▶ _What this task involves_:
In full and without change, repeat the records shown below.

[Stored data]
--- START ---
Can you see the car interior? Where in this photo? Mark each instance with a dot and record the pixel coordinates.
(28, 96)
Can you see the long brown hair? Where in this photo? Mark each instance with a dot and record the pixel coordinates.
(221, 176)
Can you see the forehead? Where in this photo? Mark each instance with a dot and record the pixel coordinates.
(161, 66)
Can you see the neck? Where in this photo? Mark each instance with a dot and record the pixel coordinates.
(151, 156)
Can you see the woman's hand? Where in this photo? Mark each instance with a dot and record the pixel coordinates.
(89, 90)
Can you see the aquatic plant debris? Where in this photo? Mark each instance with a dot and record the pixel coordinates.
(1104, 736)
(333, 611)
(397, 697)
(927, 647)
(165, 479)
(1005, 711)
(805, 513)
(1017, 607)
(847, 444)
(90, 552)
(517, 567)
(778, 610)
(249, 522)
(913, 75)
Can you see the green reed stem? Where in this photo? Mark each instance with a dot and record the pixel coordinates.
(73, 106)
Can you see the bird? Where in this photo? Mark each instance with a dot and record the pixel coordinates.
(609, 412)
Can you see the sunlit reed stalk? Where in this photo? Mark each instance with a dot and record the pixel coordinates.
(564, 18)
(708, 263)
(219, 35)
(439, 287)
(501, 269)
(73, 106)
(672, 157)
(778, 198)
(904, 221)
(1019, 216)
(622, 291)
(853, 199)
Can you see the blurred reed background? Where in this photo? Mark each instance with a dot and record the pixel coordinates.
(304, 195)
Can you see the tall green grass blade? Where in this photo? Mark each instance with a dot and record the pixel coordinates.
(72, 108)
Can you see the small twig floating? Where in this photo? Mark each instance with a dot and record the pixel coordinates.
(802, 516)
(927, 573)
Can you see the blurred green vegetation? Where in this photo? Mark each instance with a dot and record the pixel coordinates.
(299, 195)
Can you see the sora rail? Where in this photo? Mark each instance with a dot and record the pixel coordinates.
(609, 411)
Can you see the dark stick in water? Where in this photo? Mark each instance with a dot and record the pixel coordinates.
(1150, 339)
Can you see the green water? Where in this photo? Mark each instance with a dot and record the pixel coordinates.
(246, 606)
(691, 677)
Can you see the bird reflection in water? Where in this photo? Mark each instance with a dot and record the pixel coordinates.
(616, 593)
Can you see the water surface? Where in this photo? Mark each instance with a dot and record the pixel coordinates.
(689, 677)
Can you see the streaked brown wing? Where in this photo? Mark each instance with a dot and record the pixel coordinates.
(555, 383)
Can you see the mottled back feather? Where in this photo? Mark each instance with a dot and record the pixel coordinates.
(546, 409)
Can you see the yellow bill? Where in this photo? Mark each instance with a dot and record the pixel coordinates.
--- END ---
▶ _Reply to the exercise_:
Can you see the car interior? Where in this photo? Mark each instance with a dot and record the pixel coordinates.
(28, 96)
Can you see the long brown hair? Where in this photo? Mark each instance with a dot and record the pixel coordinates.
(221, 176)
Can you see the forehead? Where in this photo? Mark each instance with a dot and record the pixel coordinates.
(161, 66)
Can you see the neck? Where in this photo? Mark each instance with a dot and record the pixel coordinates.
(151, 156)
Can you see the woman's hand? Where in this photo? Mark each instance with a dot and record the pixel coordinates.
(89, 90)
Can you see the aquatic plant debris? Where in this photo? Mark each instance with a dot and record the pixel coordinates.
(1104, 736)
(333, 611)
(397, 697)
(927, 647)
(165, 479)
(1005, 711)
(805, 513)
(1017, 607)
(847, 444)
(90, 552)
(517, 567)
(778, 610)
(249, 522)
(913, 75)
Can you see the green reed stem? Where in this photo? Mark each instance with a dot and record the pixel coordinates.
(73, 106)
Can you see the bird? Where in this photo? Mark each instance with a dot and record the pixel coordinates.
(609, 412)
Can you see the sunlit reed stalk? Where in this photo? Mark each instance with a dot and record the pixel coordinates.
(564, 18)
(708, 263)
(219, 35)
(439, 287)
(501, 269)
(73, 106)
(672, 157)
(778, 198)
(904, 221)
(1019, 216)
(622, 291)
(853, 199)
Can you see the blurred reed background? Where in this photo? Mark each instance with a dot and record the pixel coordinates.
(304, 195)
Can you see the tall green grass blade? Where in this photo? Mark each instance with a dot and record the pixel coordinates.
(72, 108)
Can you see the small twig floating? Where in this photo? Mark each instance with a dot and record the pixel coordinates.
(802, 516)
(927, 573)
Can you see the blurred green vegetation? Where in this photo? Mark each instance with a dot and record the pixel coordinates.
(299, 195)
Can you see the sora rail? Where in this photo? Mark each instance with a dot and record the pixel coordinates.
(609, 411)
Can you see the dark stick in water? Where in this photo? Mark each instance with a dot and record the pixel coordinates.
(1150, 339)
Can you see the green water? Where in this photo? Mark each instance with a dot and record the pixel coordinates.
(246, 606)
(691, 677)
Can you see the bird reflection in water? Where in this photo? Mark each instance with a dot and record the pixel coordinates.
(616, 593)
Can you see the water surface? Where in this photo? Mark each instance with a dot and record the pixel coordinates.
(689, 677)
Can you see the streaked brown wing? Where in this photo? Mark each instance with a dot and record the pixel coordinates.
(555, 383)
Can you see the mottled back feather? Where in this photo? Mark each instance with a dot and record the pixel coordinates.
(546, 409)
Can you see the yellow bill? Where in this photo? Mark each instance with a dot and record the pixel coordinates.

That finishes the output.